***** Document extract

Charlie Guidry, Esquire

United States Securities and Exchange Commission

Division of Corporation Finance

100 F Street, NE

Washington, DC 20549

 


Re:

Force Protection Video Equipment Corp.  

Registration Statement on Form S-1

Filed October 11, 2016

File No. 333-214046

 

Dear Mr. Guidry:


The following responds to the comments of the staff of the Division of Corporation Finance (the “Staff”) of the Securities and Exchange Commission (the “Commission”) as set forth in its comment letter dated November 9, 2016 (the “Comment Letter”) relating to the above-referenced Registration Statement on Form S-1 (the “Registration Statement”) filed by Force Protection Video Equipment Corp.  (the “Company”). All capitalized terms not specifically defined herein shall have the meaning assigned to such terms as set forth in the Registration Statement. This letter sets forth the comments of the Staff in the comment letter (numbered in accordance with the comment letter) and following each comment, sets forth the Company’s response.    


General


1.

In addition to the shares registered in this filing, we note that between March and August of this year you issued RDW 118,354,107 shares of common stock, which is approximately 71% of your current non-affiliate public float. And, when combined with the shares registered in this filing, this percentage increases to 76%. We also note that RDW is contractually limited to a 4.99% or less ownership stake and that RDW is not listed in the beneficial owner table, on page 37. Consequently, we assume that RDW sold at least 95% of the 118,354,107 shares into the market in the previous eight months, only 2,415,000 of which were in registered in your most recent registration statement.

The short time frame of the sales and the large percentage of your non-affiliate public float the shares represent, especially when combined with the shares registered in this filing, raise questions about whether RDW is acting on your behalf. If RDW is so acting, then this filing cannot be conducted as an at-the-market offering because the securities are not qualified to be registered on Form S-3. Please fix the price of this offering. See Securities Act Rule 415(a) (4) for additional guidance.


Alternatively, tell us why, given your recent history with RDW, RDW is not acting on your behalf in connection with this offering. Your analysis should include an application of Securities Act Rules Compliance and Disclosure Interpretations No. 612.09 to your facts.


Response:


We addressed this comment in our previous correspondence to the SEC dated November 21, 2016 and have been informed that our explanation was satisfactory.



Risk Factors

Risks Related to the RDW Financing and our Common Stock

Common Shares that we issue upon conversion of promissory notes ... , page 9

2.

In this risk factor, please supplement your discussion of the dilutive effect of conversion of the RDW Notes by providing an example of dilutive effect previous RDW transactions have had, including the total number of shares not only registered, but issued, in connection with the your most recent registration statement, on Form S-I (333-209623).

**********

### Tasks to carry out
[1] According to the comment-letter response, how many shares of common stock were issued to RDW between March and August?
[2] Resume the comment-letter response to the Form S-1 filing, picking up right after its last sentence.
The rows that come after this letter are not needed for anything here.

***** Information shown

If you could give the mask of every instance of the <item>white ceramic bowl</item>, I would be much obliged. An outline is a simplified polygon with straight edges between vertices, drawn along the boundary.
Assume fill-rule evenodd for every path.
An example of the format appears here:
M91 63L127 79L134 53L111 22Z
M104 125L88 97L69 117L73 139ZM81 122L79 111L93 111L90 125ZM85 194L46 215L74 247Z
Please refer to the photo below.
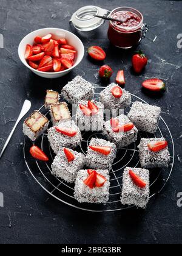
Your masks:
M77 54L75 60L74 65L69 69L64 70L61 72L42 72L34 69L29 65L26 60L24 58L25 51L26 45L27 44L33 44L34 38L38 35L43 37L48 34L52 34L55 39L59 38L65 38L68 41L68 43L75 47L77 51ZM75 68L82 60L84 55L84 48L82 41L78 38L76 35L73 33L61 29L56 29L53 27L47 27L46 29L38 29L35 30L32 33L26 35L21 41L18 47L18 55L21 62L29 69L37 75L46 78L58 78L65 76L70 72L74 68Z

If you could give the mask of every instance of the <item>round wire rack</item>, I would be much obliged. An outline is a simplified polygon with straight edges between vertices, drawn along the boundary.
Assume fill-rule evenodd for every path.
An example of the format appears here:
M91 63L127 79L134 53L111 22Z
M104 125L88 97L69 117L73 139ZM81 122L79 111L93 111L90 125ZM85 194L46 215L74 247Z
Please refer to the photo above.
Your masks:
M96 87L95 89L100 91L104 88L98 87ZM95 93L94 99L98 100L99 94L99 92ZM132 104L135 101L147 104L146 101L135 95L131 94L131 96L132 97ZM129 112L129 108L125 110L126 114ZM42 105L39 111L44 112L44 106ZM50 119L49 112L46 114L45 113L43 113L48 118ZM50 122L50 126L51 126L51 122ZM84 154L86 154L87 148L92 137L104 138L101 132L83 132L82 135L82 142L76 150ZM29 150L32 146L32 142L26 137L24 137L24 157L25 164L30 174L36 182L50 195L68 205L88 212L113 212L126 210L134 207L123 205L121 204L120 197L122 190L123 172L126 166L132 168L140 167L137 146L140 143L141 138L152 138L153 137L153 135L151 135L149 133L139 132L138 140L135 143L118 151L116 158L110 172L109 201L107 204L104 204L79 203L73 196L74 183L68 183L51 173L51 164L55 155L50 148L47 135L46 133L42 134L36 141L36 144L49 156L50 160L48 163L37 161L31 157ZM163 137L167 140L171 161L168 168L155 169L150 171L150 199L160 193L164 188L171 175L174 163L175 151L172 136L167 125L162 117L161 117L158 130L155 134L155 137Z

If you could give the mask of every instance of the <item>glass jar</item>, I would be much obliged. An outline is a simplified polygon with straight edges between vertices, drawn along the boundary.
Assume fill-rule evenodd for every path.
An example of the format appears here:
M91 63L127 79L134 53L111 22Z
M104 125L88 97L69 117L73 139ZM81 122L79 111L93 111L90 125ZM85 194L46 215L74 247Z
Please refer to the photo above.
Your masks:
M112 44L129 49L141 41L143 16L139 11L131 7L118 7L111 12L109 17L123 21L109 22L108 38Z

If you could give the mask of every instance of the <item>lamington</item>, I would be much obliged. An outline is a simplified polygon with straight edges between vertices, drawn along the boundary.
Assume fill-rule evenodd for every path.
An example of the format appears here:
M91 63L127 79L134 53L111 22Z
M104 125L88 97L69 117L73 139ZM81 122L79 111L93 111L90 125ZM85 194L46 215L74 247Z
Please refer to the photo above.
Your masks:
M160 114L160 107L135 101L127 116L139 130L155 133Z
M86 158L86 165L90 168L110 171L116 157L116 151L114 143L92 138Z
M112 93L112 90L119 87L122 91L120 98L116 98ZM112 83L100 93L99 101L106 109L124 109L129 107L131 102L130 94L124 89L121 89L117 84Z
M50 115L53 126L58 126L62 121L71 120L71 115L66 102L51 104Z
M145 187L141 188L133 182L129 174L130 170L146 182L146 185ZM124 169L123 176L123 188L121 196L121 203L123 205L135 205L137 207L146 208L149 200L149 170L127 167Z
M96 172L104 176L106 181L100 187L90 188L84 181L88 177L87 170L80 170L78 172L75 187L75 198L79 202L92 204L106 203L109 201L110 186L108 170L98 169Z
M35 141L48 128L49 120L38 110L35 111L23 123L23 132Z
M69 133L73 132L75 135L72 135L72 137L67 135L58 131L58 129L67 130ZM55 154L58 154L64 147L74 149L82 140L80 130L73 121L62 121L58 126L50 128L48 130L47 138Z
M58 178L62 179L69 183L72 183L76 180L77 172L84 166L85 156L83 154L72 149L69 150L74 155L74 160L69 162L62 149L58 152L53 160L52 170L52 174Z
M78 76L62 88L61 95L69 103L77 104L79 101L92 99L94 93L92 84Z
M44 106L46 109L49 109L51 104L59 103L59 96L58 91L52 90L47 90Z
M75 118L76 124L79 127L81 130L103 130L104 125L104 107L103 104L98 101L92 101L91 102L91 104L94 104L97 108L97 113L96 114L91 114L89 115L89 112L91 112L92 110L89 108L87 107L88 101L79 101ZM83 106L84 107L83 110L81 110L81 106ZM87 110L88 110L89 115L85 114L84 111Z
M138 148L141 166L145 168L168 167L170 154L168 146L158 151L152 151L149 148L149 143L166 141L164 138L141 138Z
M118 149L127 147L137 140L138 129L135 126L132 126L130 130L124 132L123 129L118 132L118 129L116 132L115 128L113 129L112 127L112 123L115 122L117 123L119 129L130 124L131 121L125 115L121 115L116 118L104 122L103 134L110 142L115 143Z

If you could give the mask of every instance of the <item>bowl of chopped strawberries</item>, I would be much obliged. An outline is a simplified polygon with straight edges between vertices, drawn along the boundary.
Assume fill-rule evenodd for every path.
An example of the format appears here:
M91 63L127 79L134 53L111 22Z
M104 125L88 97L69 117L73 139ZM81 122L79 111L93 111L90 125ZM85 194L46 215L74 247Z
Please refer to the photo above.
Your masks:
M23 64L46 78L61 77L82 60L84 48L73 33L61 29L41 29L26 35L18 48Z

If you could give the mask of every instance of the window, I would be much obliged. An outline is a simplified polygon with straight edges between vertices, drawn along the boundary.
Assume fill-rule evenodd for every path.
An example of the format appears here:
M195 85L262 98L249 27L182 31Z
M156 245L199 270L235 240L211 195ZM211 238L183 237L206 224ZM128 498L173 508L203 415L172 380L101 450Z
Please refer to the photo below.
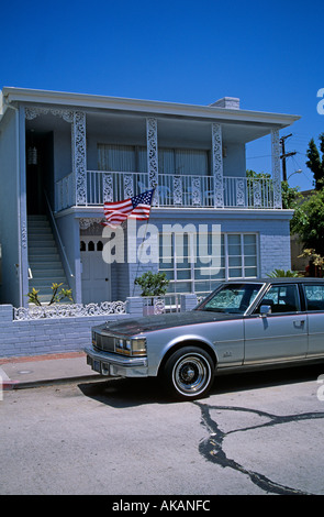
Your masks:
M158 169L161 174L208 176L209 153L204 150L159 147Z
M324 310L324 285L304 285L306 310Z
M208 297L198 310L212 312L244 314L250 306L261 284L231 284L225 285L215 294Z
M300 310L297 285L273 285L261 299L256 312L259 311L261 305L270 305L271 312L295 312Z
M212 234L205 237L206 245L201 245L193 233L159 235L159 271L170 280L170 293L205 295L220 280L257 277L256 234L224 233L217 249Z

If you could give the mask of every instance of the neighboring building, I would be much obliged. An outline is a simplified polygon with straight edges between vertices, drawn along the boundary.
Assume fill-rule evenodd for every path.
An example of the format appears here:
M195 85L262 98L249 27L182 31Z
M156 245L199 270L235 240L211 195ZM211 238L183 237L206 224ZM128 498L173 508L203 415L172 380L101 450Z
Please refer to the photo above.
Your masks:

**********

### Responses per task
[1] 118,354,107 shares.

[2]
Response:


We have added language as to the dilutive effect of the conversion of the previous RDW notes which include the total number of shares which were registered as well as the additional shares which were issued but not registered.  



Selling Security Holders, page 18

3.

Please confirm the amount of time, if any, that has passed since RDW completed the resale of substantially all of the securities registered in your most recent registration statement, on Form S-1 (333-209623), which went effective on March 11, 2016. If RDW has yet to complete the resale, in the last paragraph of this section, please disclose the number of registered shares that continue to be held by RDW.



Response:


We have been informed by RDW that it completed the resale of the securities registered in the Form S-1 (333-209623) on or before April 12, 2016.



4.

In the last paragraph of this section, please provide an estimate of the number of shares that the unpaid principal and interest would convert into. Assume for the purposes of this calculation that all unpaid amounts convert, at the required discounts, using the same recent share price you quote in the note on page 4.


Response:


We have added disclosure that provides an estimate of the number of shares of common stock that the unpaid principal and interest would convert into. In determining this number, we have assumed that all unpaid amounts convert at the required discounts.  



COMPANY ACKNOWLEDGMENT


The Company acknowledges that:


should the Commission or the Staff, acting pursuant to delegated authority, declare the filing effective, it does not foreclose the Commission from taking any action with respect to the filing;


the action of the Commission or the Staff, acting pursuant to delegated authority, in declaring the filing effective, does not relieve the Company from its full responsibility for the adequacy and accuracy of the disclosure in the filing;


the Company may not assert Staff comments and the declaration of effectiveness as a defense in any proceeding initiated by the Commission or any person under the federal securities law of the United States.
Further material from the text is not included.